Transcreva fielmente, linha por linha e sem qualquer alteração, todas as entradas que vêm a seguir.

>>>

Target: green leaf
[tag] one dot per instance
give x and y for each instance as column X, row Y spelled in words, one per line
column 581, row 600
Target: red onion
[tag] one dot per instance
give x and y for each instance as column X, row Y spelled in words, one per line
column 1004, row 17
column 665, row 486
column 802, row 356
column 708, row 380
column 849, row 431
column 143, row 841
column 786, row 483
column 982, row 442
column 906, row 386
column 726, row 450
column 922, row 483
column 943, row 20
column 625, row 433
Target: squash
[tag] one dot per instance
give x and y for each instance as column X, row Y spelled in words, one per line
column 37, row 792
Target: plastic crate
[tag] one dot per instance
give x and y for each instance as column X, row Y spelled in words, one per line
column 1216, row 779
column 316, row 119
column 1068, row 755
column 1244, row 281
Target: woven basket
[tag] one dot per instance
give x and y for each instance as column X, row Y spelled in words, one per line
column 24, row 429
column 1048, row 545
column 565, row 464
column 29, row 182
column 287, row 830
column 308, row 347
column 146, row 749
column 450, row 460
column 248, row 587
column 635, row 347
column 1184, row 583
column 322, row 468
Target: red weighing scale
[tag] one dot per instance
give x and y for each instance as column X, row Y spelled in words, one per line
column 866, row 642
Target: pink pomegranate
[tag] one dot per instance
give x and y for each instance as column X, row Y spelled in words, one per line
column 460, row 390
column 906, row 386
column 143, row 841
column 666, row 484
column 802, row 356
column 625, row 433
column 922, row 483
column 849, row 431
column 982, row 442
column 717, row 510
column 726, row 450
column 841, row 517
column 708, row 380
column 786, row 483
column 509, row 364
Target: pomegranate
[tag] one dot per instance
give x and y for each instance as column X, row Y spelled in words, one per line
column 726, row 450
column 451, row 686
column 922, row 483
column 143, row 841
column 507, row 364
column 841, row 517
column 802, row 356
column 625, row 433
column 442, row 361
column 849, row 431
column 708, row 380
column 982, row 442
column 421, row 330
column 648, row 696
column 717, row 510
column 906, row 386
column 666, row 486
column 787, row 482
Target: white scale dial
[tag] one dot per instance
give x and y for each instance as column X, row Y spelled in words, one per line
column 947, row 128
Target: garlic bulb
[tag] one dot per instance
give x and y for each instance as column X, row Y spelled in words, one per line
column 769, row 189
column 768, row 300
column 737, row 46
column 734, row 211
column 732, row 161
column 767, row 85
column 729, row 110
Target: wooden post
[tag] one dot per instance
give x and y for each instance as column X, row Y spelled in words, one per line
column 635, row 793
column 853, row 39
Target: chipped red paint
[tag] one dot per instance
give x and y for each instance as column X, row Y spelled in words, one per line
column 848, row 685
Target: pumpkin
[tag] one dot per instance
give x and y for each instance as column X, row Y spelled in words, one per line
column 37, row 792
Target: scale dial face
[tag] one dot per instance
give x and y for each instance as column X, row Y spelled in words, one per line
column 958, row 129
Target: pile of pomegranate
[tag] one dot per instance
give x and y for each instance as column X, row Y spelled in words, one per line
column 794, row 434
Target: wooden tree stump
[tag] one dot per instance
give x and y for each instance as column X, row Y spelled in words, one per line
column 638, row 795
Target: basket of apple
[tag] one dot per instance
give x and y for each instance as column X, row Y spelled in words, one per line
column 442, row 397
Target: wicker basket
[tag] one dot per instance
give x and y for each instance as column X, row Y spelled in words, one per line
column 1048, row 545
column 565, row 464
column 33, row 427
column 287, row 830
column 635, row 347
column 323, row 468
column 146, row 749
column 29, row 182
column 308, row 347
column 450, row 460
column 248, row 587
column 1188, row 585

<<<

▶ [Resposta completa]
Target: green leaf
[tag] one dot per instance
give x and y for each instance as column X, row Y spelled in words, one per line
column 581, row 600
Target: red onion
[tag] one dot per instance
give x and y for each instance as column X, row Y spelled in words, one per line
column 1004, row 17
column 665, row 486
column 802, row 356
column 708, row 380
column 849, row 431
column 143, row 841
column 786, row 483
column 982, row 442
column 906, row 386
column 726, row 450
column 922, row 483
column 943, row 20
column 625, row 433
Target: squash
[tag] one dot per instance
give x and y for each instance as column X, row Y spelled in words, one per line
column 37, row 792
Target: plastic crate
[tag] one dot per instance
give x and y for each instance as column X, row Y spelled in words, one per line
column 1216, row 779
column 316, row 119
column 1068, row 755
column 1244, row 281
Target: woven basket
[tag] one dot per instance
give x and y for each instance as column X, row Y spelled in words, one per line
column 24, row 429
column 1048, row 545
column 565, row 464
column 29, row 182
column 287, row 830
column 308, row 347
column 146, row 749
column 450, row 460
column 248, row 587
column 635, row 347
column 1184, row 583
column 322, row 468
Target: red weighing scale
[tag] one dot per instance
give x and y for each instance as column X, row Y spelled in words, one per line
column 866, row 642
Target: pink pomegranate
[tag] one dot per instance
give x and y for each instance as column X, row Y spelled in words, one per line
column 460, row 390
column 906, row 386
column 143, row 841
column 666, row 484
column 802, row 356
column 625, row 433
column 922, row 483
column 849, row 431
column 982, row 442
column 717, row 510
column 726, row 450
column 841, row 517
column 708, row 380
column 786, row 483
column 509, row 364
Target: pomegranate
[tag] one dot per instance
give x and y for each instance as column X, row Y spelled in words, one per line
column 726, row 450
column 451, row 686
column 922, row 483
column 143, row 841
column 507, row 364
column 841, row 517
column 802, row 356
column 625, row 433
column 442, row 361
column 849, row 431
column 708, row 380
column 982, row 442
column 421, row 330
column 648, row 696
column 717, row 510
column 906, row 386
column 666, row 486
column 787, row 482
Target: white scale dial
[tag] one dot per instance
give x and y for each instance as column X, row Y spelled in words, one per line
column 947, row 128
Target: garlic bulb
[tag] one dot per instance
give x and y for each instance as column X, row Y spelled in words, one per line
column 769, row 189
column 768, row 300
column 737, row 46
column 734, row 211
column 732, row 161
column 767, row 85
column 729, row 110
Target: wooden post
[tag] one dot per instance
give x and y for each instance as column X, row Y spelled in words, one per line
column 635, row 793
column 853, row 39
Target: chipped red paint
[tag] one dot per instance
give x and y for each instance as column X, row Y spelled in words, one per line
column 848, row 685
Target: pumpkin
[tag] one dot per instance
give x and y for each instance as column X, row Y spelled in words, one per line
column 37, row 792
Target: scale dial face
[tag] one dot per instance
give x and y for each instance as column X, row Y spelled in words, one per line
column 958, row 129
Target: pile of pomegranate
[tag] one dot per instance
give x and y for each instance as column X, row Y spelled in words, one per line
column 794, row 434
Target: wooden tree stump
[tag] one dot per instance
give x and y for each instance as column X, row Y spelled in words, one per line
column 638, row 795
Target: basket of apple
[tag] one dot per instance
give x and y for each instance as column X, row Y spelled in words, one per line
column 442, row 397
Target: wicker basket
[tag] one dot per instance
give x and y for each instance as column X, row Y spelled in words, one per line
column 1048, row 545
column 565, row 464
column 33, row 427
column 287, row 830
column 635, row 347
column 323, row 468
column 146, row 749
column 29, row 182
column 308, row 347
column 450, row 460
column 248, row 587
column 1188, row 585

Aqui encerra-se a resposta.